Items from a data source

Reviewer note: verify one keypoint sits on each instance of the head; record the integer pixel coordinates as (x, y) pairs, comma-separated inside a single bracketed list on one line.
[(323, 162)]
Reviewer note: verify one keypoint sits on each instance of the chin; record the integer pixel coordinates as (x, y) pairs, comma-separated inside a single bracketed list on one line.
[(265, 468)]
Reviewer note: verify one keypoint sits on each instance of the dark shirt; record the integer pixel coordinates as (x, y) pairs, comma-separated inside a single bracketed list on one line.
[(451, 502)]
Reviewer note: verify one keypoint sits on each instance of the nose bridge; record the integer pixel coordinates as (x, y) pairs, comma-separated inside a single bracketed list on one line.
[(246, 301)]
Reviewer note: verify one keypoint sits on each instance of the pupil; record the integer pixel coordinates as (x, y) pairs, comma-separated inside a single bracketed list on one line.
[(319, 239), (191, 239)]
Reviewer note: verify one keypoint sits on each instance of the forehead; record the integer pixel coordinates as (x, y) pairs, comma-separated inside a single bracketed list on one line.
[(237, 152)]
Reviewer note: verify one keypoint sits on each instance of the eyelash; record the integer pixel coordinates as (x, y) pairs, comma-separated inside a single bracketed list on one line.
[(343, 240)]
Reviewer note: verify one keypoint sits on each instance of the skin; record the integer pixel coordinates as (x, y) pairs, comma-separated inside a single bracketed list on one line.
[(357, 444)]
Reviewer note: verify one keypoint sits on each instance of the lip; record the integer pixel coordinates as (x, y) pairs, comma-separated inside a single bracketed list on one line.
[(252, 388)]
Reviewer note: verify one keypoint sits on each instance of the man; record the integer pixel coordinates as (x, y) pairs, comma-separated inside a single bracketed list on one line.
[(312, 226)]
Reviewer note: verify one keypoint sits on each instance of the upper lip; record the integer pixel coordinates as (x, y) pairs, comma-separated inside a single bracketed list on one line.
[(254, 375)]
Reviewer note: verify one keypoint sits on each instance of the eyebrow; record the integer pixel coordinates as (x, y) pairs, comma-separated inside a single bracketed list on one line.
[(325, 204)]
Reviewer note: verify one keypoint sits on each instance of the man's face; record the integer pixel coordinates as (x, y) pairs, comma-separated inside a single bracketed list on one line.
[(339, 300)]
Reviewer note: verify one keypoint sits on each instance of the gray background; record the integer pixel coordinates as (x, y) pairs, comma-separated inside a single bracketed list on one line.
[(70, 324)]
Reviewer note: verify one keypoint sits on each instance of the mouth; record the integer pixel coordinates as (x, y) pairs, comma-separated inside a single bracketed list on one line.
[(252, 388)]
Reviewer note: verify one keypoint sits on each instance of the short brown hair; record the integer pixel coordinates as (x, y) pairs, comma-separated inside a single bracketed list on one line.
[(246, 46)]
--
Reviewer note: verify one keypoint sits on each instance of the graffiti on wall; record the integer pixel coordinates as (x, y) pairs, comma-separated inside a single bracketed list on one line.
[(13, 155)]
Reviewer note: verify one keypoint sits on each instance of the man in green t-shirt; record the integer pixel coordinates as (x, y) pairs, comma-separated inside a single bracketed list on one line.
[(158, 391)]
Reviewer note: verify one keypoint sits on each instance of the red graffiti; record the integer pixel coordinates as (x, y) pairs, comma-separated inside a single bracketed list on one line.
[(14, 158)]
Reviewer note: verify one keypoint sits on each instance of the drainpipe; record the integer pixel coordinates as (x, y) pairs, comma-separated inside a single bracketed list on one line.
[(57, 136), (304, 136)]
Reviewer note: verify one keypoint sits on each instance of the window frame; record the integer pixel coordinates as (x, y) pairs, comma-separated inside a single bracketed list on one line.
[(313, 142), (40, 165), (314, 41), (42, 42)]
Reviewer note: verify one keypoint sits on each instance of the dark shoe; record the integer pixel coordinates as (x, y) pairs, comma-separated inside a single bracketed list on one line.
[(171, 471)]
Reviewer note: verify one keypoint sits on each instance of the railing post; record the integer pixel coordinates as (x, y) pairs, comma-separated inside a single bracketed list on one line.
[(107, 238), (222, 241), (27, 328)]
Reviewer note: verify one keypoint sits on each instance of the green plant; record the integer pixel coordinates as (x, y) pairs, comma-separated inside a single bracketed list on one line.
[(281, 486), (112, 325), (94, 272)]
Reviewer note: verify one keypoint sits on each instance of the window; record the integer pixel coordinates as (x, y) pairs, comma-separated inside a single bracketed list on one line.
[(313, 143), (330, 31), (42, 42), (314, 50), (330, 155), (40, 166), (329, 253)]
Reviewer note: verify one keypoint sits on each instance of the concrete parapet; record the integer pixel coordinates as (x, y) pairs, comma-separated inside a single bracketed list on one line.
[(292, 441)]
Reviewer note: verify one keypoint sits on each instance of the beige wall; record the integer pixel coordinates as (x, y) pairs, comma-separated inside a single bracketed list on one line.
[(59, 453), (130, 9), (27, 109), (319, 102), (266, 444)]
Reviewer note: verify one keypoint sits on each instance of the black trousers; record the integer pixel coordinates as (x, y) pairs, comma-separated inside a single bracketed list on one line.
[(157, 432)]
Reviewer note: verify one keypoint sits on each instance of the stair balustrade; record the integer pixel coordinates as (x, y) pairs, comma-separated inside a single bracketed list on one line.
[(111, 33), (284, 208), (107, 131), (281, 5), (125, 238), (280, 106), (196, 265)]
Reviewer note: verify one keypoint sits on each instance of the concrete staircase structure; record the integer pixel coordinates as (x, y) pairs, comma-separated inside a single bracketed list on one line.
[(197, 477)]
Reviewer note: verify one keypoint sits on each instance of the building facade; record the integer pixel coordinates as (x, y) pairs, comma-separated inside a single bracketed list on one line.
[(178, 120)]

§ **Exercise instructions**
Return the lines of the material without any change, starting at the line that contains "of the graffiti" and ending at the line that contains "[(107, 238), (222, 241), (27, 328)]", with both of those lines included.

§ **Answer to this task**
Reviewer note: verify one keypoint sits on each instance of the graffiti on wall; record the integer pixel coordinates as (x, y) pairs, comma-separated inside a single bracketed list on one line.
[(13, 155)]
Reviewer note: verify one keypoint sits on each instance of the man in green t-shirt; record the integer pixel coordinates as (x, y) pairs, comma-separated inside a single bracketed list on one line.
[(158, 391)]
Reviewer note: verify one keypoint sits on each instance of the red graffiti; record the integer pixel coordinates as (x, y) pairs, comma-separated inside a single bracketed list on one line.
[(14, 158)]
Reviewer note: verify one keypoint sits on each instance of the drainpipe; record the integer pixel coordinates as (x, y) pairs, comma-separated inside a single bracketed list on one line.
[(57, 136), (304, 136)]
Reviewer note: verify one keypoint sits on each instance of the window frame; record the integer pixel coordinates as (x, y) pairs, comma-separated inside a single bracketed list on one line.
[(313, 142), (40, 165), (314, 41), (42, 42)]
Reviewer note: verify one keypoint sits on each instance of the dark shoe; record the integer pixel coordinates as (x, y) pairs, comma-separated inside a single bracketed list on one line.
[(171, 471)]
Reviewer note: verify one keypoint sits on each instance of the railing post; record the integer pixel coordinates as (x, y) pairs, comma-separated inside a single bracketed list on one line.
[(107, 238), (222, 241), (27, 328)]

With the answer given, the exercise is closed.